• Task details: The response must match the data below exactly, line for line.

Items listed in a dataset
--- --- ---
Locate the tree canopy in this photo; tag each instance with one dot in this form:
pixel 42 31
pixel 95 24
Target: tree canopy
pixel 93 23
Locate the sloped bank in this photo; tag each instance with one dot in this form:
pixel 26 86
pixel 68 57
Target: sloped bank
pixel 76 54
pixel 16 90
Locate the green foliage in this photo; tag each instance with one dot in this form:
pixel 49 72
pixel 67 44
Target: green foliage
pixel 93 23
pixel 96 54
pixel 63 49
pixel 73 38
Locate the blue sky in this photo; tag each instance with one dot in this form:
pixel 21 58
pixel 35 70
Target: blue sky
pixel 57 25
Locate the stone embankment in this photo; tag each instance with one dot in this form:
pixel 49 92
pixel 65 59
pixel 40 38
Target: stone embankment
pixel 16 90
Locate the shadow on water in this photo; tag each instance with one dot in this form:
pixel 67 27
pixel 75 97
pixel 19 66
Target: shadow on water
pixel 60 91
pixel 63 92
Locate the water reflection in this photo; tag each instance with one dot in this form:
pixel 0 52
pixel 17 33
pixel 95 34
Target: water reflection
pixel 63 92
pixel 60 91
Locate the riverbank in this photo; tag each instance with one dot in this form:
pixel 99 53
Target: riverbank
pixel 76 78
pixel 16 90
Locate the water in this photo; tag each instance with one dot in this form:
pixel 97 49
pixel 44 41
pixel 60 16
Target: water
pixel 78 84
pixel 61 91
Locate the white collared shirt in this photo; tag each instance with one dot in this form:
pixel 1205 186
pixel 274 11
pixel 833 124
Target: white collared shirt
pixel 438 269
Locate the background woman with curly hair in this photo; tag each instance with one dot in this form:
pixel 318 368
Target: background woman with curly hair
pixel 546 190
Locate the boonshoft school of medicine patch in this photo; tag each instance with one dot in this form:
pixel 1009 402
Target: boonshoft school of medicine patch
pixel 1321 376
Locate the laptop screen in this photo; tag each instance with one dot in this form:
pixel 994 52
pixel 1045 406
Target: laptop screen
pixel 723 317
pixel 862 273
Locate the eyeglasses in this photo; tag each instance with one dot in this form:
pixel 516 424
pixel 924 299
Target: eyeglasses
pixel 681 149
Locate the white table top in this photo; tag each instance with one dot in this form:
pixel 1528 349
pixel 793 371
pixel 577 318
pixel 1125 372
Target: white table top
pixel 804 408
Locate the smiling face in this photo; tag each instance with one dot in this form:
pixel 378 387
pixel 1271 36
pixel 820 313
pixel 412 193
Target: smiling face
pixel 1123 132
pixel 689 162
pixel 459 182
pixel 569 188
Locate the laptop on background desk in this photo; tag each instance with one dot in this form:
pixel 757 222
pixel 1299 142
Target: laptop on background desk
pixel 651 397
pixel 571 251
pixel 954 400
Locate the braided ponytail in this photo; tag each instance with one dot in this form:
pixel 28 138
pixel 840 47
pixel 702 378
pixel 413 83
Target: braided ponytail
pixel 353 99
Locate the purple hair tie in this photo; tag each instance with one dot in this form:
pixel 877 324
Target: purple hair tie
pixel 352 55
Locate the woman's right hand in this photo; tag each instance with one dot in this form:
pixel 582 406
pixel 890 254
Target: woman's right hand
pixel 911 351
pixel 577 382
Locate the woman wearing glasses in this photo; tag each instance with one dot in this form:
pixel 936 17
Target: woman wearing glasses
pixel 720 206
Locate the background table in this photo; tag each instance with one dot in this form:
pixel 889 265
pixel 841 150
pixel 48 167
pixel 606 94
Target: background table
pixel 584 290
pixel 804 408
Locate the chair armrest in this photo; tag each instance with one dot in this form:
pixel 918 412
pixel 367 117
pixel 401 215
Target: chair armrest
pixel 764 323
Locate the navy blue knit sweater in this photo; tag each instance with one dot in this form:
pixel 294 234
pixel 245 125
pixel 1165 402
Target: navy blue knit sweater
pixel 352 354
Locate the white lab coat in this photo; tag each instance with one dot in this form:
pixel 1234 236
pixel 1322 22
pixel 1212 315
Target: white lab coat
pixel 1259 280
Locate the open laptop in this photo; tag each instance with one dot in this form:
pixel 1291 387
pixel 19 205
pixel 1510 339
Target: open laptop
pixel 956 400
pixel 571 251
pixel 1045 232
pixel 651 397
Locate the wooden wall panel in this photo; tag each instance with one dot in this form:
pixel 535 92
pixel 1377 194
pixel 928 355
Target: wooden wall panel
--- --- ---
• Problem solution:
Locate the tree canopy in this photo; tag each instance with one dot in this form:
pixel 42 31
pixel 95 24
Target: tree canopy
pixel 93 23
Locate the sloped bank in this photo; tag each instance with one dot in this form:
pixel 26 86
pixel 68 57
Target: sloped bank
pixel 76 54
pixel 16 90
Locate the green foliage in this photo; tag each instance with one dot in this form:
pixel 49 72
pixel 67 44
Target: green foliage
pixel 93 23
pixel 96 54
pixel 63 49
pixel 73 38
Locate the blue sky in this photo; tag each instance with one dot in this form:
pixel 21 58
pixel 35 70
Target: blue sky
pixel 57 25
Locate the stone embankment in this photo; tag each instance with one dot in this form:
pixel 49 92
pixel 65 59
pixel 40 38
Target: stone embankment
pixel 16 90
Locate the shadow on water in this photo; tag each instance with one dot in this form:
pixel 67 27
pixel 75 97
pixel 19 66
Target: shadow on water
pixel 60 91
pixel 63 92
Locate the water reflection in this photo; tag each instance with one dot in this form:
pixel 0 52
pixel 17 33
pixel 95 34
Target: water reflection
pixel 63 92
pixel 60 91
Locate the riverbank in this photo; tag each instance with one dot in this form:
pixel 99 53
Target: riverbank
pixel 76 78
pixel 16 90
Locate the water in this photo; tag each instance with one dot in this form:
pixel 97 49
pixel 44 41
pixel 60 16
Target: water
pixel 78 84
pixel 61 91
Locate the white collared shirt in this photo; tag each instance with one dot in this form:
pixel 1205 186
pixel 274 11
pixel 833 124
Target: white collared shirt
pixel 438 269
Locate the background woman with curly hair in this photo; tag each instance with one dot in this form:
pixel 318 368
Target: background woman with curly hair
pixel 546 190
Locate the boonshoft school of medicine patch in this photo; tag each instance with one dot in this form:
pixel 1009 402
Target: boonshoft school of medicine patch
pixel 1321 376
Locate the laptop screen in this photo; tag each instance with one dot in this form:
pixel 994 52
pixel 1045 406
Target: laptop screen
pixel 723 317
pixel 862 273
Locate the eyeglasses in this photo; tag each instance with one dot in this form:
pixel 516 424
pixel 924 299
Target: eyeglasses
pixel 681 149
Locate the white table top in this photo; tag each instance with one dot in this form:
pixel 1528 349
pixel 793 371
pixel 577 318
pixel 1125 372
Target: white table top
pixel 804 408
Locate the smiling face in this photo; tag each instance with one dot in this form:
pixel 378 387
pixel 1271 36
pixel 820 313
pixel 412 193
Target: smiling face
pixel 1123 132
pixel 689 162
pixel 459 182
pixel 569 188
Locate the laptop on background desk in this photo; tag each instance with one dot in this form:
pixel 757 222
pixel 1299 142
Target: laptop on background desk
pixel 651 397
pixel 571 251
pixel 954 400
Locate the braided ponytail in this photo; tag each instance with one dot in this form:
pixel 28 138
pixel 840 47
pixel 702 378
pixel 413 83
Target: braided ponytail
pixel 353 99
Locate the purple hair tie in this photo; tag each instance with one dot in this form:
pixel 877 324
Target: purple hair tie
pixel 352 55
Locate the woman's right hand in this photo; tag each instance with one dot in this form:
pixel 582 406
pixel 890 254
Target: woman's right hand
pixel 911 351
pixel 577 382
Locate the woman wearing glasses in this photo; tag each instance with one dot in this form:
pixel 936 17
Target: woman wearing glasses
pixel 720 206
Locate the background table in this photo; tag each instance with one dot in this form:
pixel 889 265
pixel 841 150
pixel 48 167
pixel 606 94
Target: background table
pixel 584 290
pixel 804 408
Locate the chair armrest in this photo; tag each instance with one dot in this form:
pixel 918 412
pixel 367 117
pixel 401 215
Target: chair armrest
pixel 764 323
Locate the navy blue knit sweater in this photo; tag each instance with one dot in this form:
pixel 294 234
pixel 245 125
pixel 1165 402
Target: navy blue knit sweater
pixel 352 354
Locate the white lab coat in this photo; tag each instance with one dot in this form:
pixel 1234 236
pixel 1322 22
pixel 1212 315
Target: white lab coat
pixel 1259 280
Locate the open laptop in this photo; tag each instance with one dot in this form:
pixel 1291 387
pixel 19 205
pixel 1510 339
Target: open laptop
pixel 956 400
pixel 571 251
pixel 1045 232
pixel 651 397
Locate the wooden wall panel in this photo; tag each instance with one dot in this form:
pixel 535 92
pixel 1377 194
pixel 928 355
Target: wooden wall panel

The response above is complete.